Prominent on my list of storytelling pet peeves is the Reasonless Revelation: wherein characters, unbidden or with only the slightest hint of prompting, share highly intimate details about their lives. It’s not credible! No one does that! I have been known to rant.
So today we’re in the airport waiting for our flight home, and a diffident soldier, foot in a cast, approaches. We offer him our seats, but he doesn’t need to sit down. He’d like to use one of our phones to call his wife.
As we fumble in our bags, he talks. It’s been, he guesses, the worst and best week of his life. He just had this surgery, paid for by the U.S. government thank you very much, for the plantar fasciitis that he got when the Army switched to suede boots. Didn’t look like much on the outside, just a little lump on the heel, but you step on a stone or a pecan (he emphasized the first syllable) and it’s so painful.
Yeah, it’d been bad. He’s just been realizing how much the PTSD and depression was affecting him. In fact he had an attempted suicide situation, and he was in a treatment facility for five days and they put him on antidepressants, he can’t believe the difference. He’s really glad we’re going to let him use the phone, it means a lot to make this call to his wife. Well, fiance, actually — they’ve been together five years, they have a three year old. When he had that mental breakdown, well, there was a gun involved, and the sheriff wanted to know if she wanted to press charges for attempted murder and aggravated assault, and she said Hell no! He had to go, though, they were living in a house her parents owned and her parents aren’t really supportive. He wants to get out of the Army. He’s gonna move back in with his parents, find a job doing something calm. Peaceful.
All this in about ten minutes.
Steve locates his phone and hands it over. The call is short, with a lot of I love yous. Then they’re calling us to board. He’s in first class. Gotta use those benefits while he’s got ’em, he figures.
A short while later, we walk past him on the way to our non-first-class seats. He’s talking to his seatmate, and we can’t help but wonder if he’ll tell the whole story again.
Ann
November 28, 2009 at 2:59 pmActually, a lot of people do that. Or at least, they do it to me. More people don’t than do, but every now and then someone will end up next to me on the bus or an airplane or start chatting in line at the grocery store. Interestingly, it feels just as incredible in real life as it does in a story – even as the person’s talking to me, I often think, ‘Wow, this doesn’t seem realistic.’
Sara
November 29, 2009 at 10:12 pmAnn, other folks reading the post elsewhere are saying similar things — apparently both L.A. and Pittsburgh are hotbeds of Reasonless Revelations, for instance — and it’s making me think that the revelations that seem reasonless are all perfectly reasonable, as far as the revelators (did I just make that word up?) are concerned.
So maybe a more interesting task for the writer would be to provide credible narrative rationales for sudden, seemingly inexplicable confidences from strangers.
Jodie
December 4, 2009 at 2:26 amIt seems I am always meeting people like this – gah please stop! I think there are these kind of people (usually it turns out they’ve been through some pretty intese therapy due to having had a mental breakdown/severe personal trauma – at least the ones I meet seem to mention this a lot) but it seems that in books people who have been described as closed off, uptight, intensely secretive etc will just start blurting their whole personal history. That’s not realistic. So yes fiction could do with credible blurters like you say.

════

APPLY WHAT YOU READ
1 – List the names of all the people who commented on the blog page.
2 – Please state what caused the soldier's plantar fasciitis, according to the blog page.

DATASET EXTRACT

════

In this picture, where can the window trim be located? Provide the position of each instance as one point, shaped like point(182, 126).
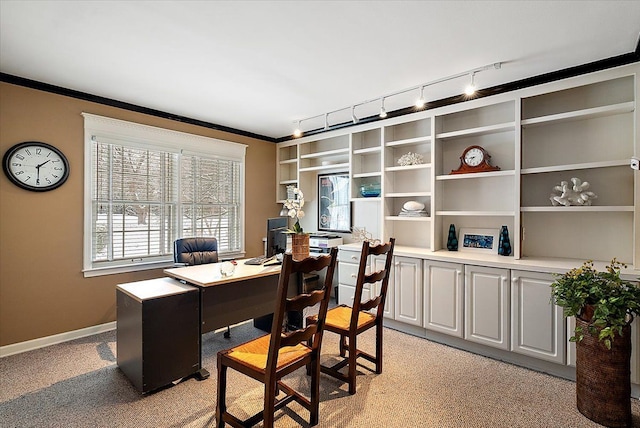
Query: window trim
point(160, 138)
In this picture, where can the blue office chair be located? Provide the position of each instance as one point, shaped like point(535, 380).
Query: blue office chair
point(197, 251)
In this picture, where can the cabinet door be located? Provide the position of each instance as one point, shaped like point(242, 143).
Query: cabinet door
point(378, 264)
point(408, 290)
point(487, 306)
point(443, 297)
point(537, 325)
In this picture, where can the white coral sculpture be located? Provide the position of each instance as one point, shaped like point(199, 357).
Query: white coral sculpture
point(410, 159)
point(576, 194)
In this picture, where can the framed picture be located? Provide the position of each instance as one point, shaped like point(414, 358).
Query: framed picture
point(334, 208)
point(481, 240)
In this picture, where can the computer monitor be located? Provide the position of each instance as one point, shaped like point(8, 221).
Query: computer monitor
point(276, 236)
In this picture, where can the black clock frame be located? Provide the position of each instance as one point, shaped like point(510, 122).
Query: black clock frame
point(9, 153)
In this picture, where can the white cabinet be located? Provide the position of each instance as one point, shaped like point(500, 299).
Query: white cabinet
point(444, 297)
point(487, 306)
point(537, 325)
point(389, 305)
point(407, 284)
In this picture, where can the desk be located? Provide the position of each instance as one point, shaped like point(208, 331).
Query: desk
point(249, 293)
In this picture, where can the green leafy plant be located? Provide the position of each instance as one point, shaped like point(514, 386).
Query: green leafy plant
point(614, 301)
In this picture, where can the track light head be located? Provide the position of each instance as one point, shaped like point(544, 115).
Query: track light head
point(383, 112)
point(471, 88)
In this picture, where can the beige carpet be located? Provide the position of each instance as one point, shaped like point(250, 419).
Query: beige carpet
point(423, 384)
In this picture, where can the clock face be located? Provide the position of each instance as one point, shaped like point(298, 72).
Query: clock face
point(36, 166)
point(474, 156)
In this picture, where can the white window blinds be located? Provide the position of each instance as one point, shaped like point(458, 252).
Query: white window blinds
point(143, 193)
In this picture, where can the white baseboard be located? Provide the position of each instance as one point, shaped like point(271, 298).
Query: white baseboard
point(30, 345)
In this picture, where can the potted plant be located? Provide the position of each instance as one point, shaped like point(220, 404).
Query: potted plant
point(604, 305)
point(299, 239)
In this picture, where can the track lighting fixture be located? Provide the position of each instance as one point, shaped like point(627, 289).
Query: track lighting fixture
point(420, 102)
point(383, 112)
point(471, 88)
point(297, 132)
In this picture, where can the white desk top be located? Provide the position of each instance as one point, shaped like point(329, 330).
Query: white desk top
point(208, 275)
point(154, 288)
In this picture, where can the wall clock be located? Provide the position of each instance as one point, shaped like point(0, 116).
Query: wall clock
point(36, 166)
point(474, 159)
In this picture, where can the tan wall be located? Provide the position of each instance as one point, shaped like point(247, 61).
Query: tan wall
point(42, 288)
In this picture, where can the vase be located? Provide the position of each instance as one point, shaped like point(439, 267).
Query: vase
point(603, 376)
point(504, 244)
point(452, 241)
point(300, 246)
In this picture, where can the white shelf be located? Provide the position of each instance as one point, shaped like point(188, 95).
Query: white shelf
point(328, 153)
point(402, 218)
point(288, 161)
point(477, 213)
point(288, 182)
point(408, 167)
point(367, 174)
point(407, 194)
point(589, 113)
point(367, 151)
point(409, 141)
point(502, 173)
point(482, 130)
point(575, 166)
point(326, 167)
point(591, 208)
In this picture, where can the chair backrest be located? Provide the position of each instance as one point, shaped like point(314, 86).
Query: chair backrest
point(195, 251)
point(281, 338)
point(377, 300)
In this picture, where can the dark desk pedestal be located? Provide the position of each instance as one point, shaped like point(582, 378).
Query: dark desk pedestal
point(158, 336)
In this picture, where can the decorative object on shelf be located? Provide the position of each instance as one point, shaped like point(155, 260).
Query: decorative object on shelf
point(572, 194)
point(334, 206)
point(36, 166)
point(361, 235)
point(410, 159)
point(299, 239)
point(452, 241)
point(413, 209)
point(371, 190)
point(604, 306)
point(504, 244)
point(474, 159)
point(479, 240)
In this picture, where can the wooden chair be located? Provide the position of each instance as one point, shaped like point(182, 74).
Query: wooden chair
point(349, 322)
point(270, 357)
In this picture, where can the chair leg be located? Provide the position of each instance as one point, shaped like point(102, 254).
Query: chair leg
point(353, 353)
point(379, 347)
point(270, 391)
point(221, 406)
point(315, 392)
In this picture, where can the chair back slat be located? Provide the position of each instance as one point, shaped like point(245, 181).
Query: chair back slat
point(382, 276)
point(302, 301)
point(310, 265)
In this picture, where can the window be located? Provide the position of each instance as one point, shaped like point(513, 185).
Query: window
point(147, 186)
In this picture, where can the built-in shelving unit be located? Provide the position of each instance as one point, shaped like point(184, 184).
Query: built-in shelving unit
point(583, 127)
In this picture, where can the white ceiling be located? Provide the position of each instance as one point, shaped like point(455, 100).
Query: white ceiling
point(259, 66)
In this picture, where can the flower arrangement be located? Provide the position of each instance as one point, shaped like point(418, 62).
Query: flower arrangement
point(614, 300)
point(294, 206)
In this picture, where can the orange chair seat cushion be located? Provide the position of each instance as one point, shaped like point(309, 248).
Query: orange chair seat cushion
point(340, 317)
point(256, 351)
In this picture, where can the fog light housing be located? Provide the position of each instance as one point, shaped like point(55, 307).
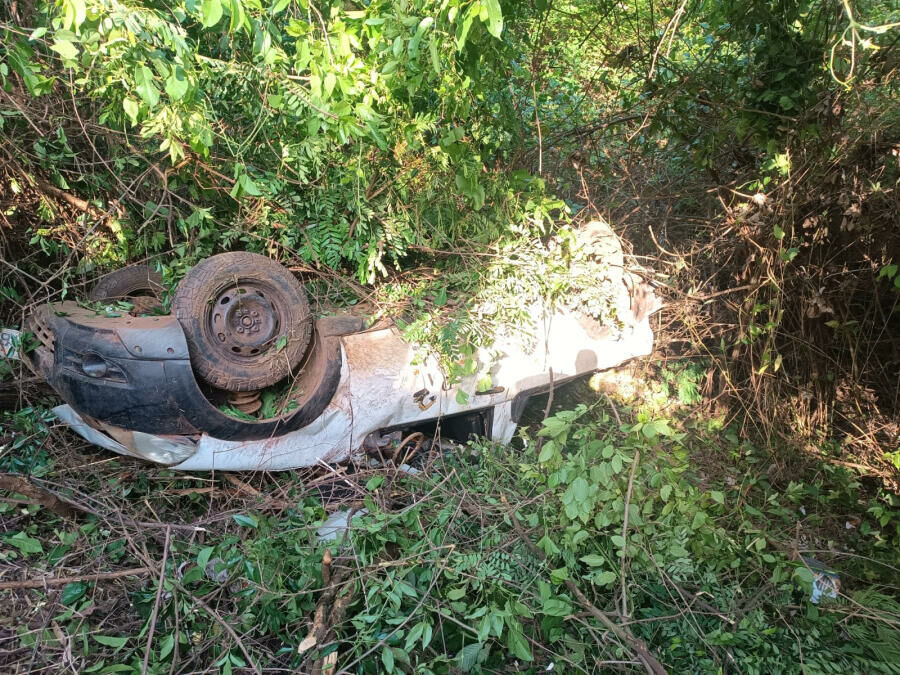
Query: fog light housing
point(94, 365)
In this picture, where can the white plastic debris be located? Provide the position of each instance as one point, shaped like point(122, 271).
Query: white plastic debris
point(336, 523)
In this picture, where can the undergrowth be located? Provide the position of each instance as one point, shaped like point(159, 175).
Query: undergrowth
point(490, 558)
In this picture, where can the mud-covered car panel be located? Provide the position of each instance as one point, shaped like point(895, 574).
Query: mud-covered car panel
point(134, 373)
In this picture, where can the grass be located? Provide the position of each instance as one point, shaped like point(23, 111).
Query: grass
point(492, 559)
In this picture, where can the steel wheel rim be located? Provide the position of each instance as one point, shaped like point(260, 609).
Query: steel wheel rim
point(242, 321)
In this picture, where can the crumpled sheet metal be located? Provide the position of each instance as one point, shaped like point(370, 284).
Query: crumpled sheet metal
point(381, 387)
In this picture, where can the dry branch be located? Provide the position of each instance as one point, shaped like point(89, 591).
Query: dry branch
point(650, 662)
point(61, 581)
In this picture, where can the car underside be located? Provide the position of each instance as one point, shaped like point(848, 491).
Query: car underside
point(171, 388)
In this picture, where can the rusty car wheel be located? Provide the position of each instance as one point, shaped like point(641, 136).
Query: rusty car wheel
point(131, 281)
point(246, 319)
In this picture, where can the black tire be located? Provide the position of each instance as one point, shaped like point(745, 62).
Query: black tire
point(134, 280)
point(246, 319)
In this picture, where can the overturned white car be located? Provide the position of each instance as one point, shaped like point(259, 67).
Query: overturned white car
point(176, 389)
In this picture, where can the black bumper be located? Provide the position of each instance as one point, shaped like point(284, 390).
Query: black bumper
point(134, 373)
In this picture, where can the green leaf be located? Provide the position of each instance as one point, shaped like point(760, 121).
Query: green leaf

════

SOLVED PROBLEMS
1 – Ann, Sara, Jodie

2 – He got it when the Army switched to suede boots.